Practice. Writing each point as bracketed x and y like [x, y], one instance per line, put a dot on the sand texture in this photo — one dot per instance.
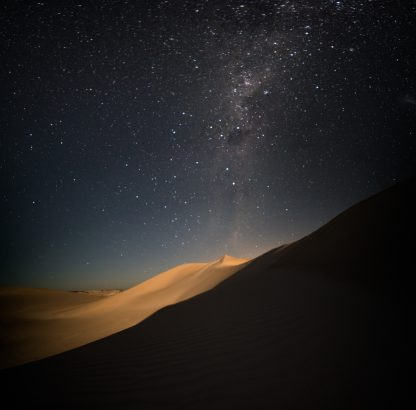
[36, 323]
[324, 323]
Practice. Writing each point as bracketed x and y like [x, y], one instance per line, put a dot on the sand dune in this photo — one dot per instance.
[37, 323]
[323, 323]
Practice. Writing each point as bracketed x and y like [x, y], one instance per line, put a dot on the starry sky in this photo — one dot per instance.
[138, 135]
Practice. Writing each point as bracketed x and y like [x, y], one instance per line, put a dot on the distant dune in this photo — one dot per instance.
[323, 323]
[36, 323]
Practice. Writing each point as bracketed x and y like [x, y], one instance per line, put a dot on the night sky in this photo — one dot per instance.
[138, 135]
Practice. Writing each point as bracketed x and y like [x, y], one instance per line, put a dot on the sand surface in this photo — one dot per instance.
[324, 323]
[36, 323]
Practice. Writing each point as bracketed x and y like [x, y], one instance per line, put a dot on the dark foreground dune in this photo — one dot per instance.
[325, 323]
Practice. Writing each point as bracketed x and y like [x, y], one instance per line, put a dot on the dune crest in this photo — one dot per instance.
[38, 323]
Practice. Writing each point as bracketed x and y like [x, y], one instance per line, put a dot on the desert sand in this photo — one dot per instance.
[36, 323]
[323, 323]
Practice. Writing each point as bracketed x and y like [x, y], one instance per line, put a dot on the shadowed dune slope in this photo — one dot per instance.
[36, 323]
[324, 323]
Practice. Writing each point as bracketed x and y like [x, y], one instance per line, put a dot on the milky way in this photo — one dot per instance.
[139, 135]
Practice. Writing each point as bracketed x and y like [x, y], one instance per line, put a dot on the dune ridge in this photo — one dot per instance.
[291, 330]
[37, 323]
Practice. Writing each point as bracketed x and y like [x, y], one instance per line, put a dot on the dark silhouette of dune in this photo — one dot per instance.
[323, 323]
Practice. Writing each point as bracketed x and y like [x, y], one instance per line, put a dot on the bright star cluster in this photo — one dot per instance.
[139, 135]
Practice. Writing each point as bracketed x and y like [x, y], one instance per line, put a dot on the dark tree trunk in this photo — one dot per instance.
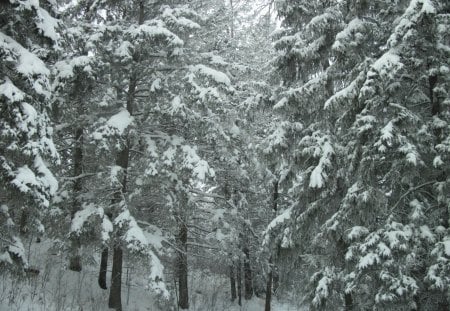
[248, 280]
[269, 287]
[232, 283]
[75, 256]
[435, 106]
[348, 300]
[115, 294]
[444, 305]
[239, 281]
[23, 221]
[183, 301]
[103, 269]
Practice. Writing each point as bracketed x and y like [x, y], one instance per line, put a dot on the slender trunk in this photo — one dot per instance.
[348, 300]
[435, 106]
[122, 160]
[183, 301]
[103, 269]
[115, 294]
[239, 281]
[23, 221]
[342, 249]
[248, 280]
[232, 20]
[232, 283]
[75, 244]
[269, 287]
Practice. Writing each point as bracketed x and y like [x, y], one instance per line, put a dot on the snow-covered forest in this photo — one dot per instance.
[224, 155]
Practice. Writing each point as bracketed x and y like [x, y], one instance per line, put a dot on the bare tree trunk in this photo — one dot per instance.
[269, 287]
[115, 294]
[348, 302]
[232, 283]
[23, 221]
[248, 280]
[183, 301]
[239, 281]
[75, 256]
[103, 269]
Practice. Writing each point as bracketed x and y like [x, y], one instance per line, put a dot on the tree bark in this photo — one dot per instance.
[103, 269]
[248, 280]
[348, 302]
[183, 301]
[115, 294]
[435, 106]
[269, 287]
[239, 281]
[232, 283]
[75, 244]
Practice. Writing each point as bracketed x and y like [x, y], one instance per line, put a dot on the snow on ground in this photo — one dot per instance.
[57, 288]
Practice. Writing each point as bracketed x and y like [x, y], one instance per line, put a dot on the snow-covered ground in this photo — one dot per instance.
[57, 288]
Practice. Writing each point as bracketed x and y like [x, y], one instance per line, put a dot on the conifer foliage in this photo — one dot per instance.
[28, 34]
[367, 82]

§ **Given instruction**:
Output a faithful copy of the data, with each picture left out.

§ **Task answer**:
Practice. Writing each point as bracketed x and y like [x, y], one instance per line, put a dot on the sand texture in this photo — one dot per instance.
[36, 323]
[324, 323]
Practice. Writing each point as bracketed x and y like [x, y], one instance per line, put a dot on the sand dune in this photo — one dot per instance.
[37, 323]
[323, 323]
Practice. Writing each point as bracketed x and y like [x, y], one instance per line, put a dot on the starry sky in this photo — one dot per instance.
[138, 135]
Practice. Writing each point as bracketed x and y like [x, y], one instance per line, put a dot on the distant dune in this photo — one dot per instance.
[323, 323]
[36, 323]
Practice. Writing each point as bracketed x and y like [x, y], one instance per line, put a dot on the night sky in this photo — one dot per instance.
[138, 135]
Practice. Writing each point as bracketed x and y like [x, y], one instance per line, put a dot on the sand surface in this photo — one dot per instance.
[324, 323]
[36, 323]
Practice. Writing each point as bracketed x and y like [x, y], one instance per line, put a dot on the dark foreground dune in this photo — one dot per instance.
[325, 323]
Practice. Writing each point as bracketed x and y like [x, y], one instance per line, put a dot on the dune crest in this photo — one dot per instance.
[38, 323]
Practice. Writing each point as bracketed x and y like [x, y], one instance per line, put a dot on the desert sand in this photo — one dot per instance.
[36, 323]
[323, 323]
Practice. Writing each point as bracketed x and y like [x, y], one instance per line, put a dot on the shadowed dune slope in this photo — one dot per instance.
[36, 323]
[324, 323]
Practice. Writing each point as bracketed x and y like [x, y], one instance per line, put a dot on the milky way in this photo — one dot per instance.
[139, 135]
Practice. Writing each point as bracketed x and y like [x, y], one instance per line, put a dot on the dune ridge in this photo — one dot per instance.
[291, 330]
[37, 323]
Practice. Writing each point as bracketed x and y like [x, y], one instance per line, put a dot on the dark silhouette of dune in this photo — one dot per instance.
[323, 323]
Practice. Writing each point as bracketed x and y like [x, y], one instance per line, put a dot on the bright star cluster in this photo — one dot per instance.
[139, 135]
Practice. Writing each point as bracketed x and y like [x, y], one instance per line, put a dot on the dark tree trunk in this photo — one dot per instance.
[248, 280]
[269, 287]
[232, 283]
[75, 256]
[435, 106]
[348, 300]
[115, 294]
[444, 305]
[239, 281]
[23, 221]
[183, 301]
[103, 269]
Practice. Writing each point as bracketed x and y like [x, y], one instance per line, put a dot on the slender trunk in this photo — one dot per instance.
[348, 300]
[435, 106]
[122, 160]
[183, 301]
[103, 269]
[115, 294]
[239, 281]
[23, 221]
[342, 249]
[248, 280]
[232, 20]
[232, 283]
[75, 244]
[269, 287]
Practice. Writing each point as bracketed x and y like [x, y], one instance per line, put a dot on the snow-covered forest in this photo — one dot per instance.
[224, 155]
Practice. Writing each point as bracketed x and y like [x, y], one instance per line, put a dot on the bare tree trunk in this photo — one dot per instance.
[269, 287]
[115, 294]
[348, 302]
[232, 283]
[23, 221]
[248, 280]
[183, 301]
[239, 281]
[75, 256]
[103, 269]
Practice. Writing each point as bracketed x and y like [x, y], one instance per line, put a dot on the tree bark in this photo — one dot per instance.
[103, 269]
[248, 280]
[348, 302]
[183, 301]
[115, 294]
[435, 106]
[269, 287]
[239, 281]
[232, 283]
[75, 244]
Practice. Writing each point as bracketed x and y like [x, y], one instance per line, put a dot on the snow on ground in this photo — one dot per instance.
[57, 288]
Practice. Writing each point as bracketed x and y like [x, y], one instance per line, put a dot on the snow-covered ground in this photo — one dot per instance.
[57, 288]
Practice. Writing each point as bracketed x and y like [x, y], one instance per line, put a dot on the conifer foliage in this photo — one dot per instance.
[28, 34]
[367, 82]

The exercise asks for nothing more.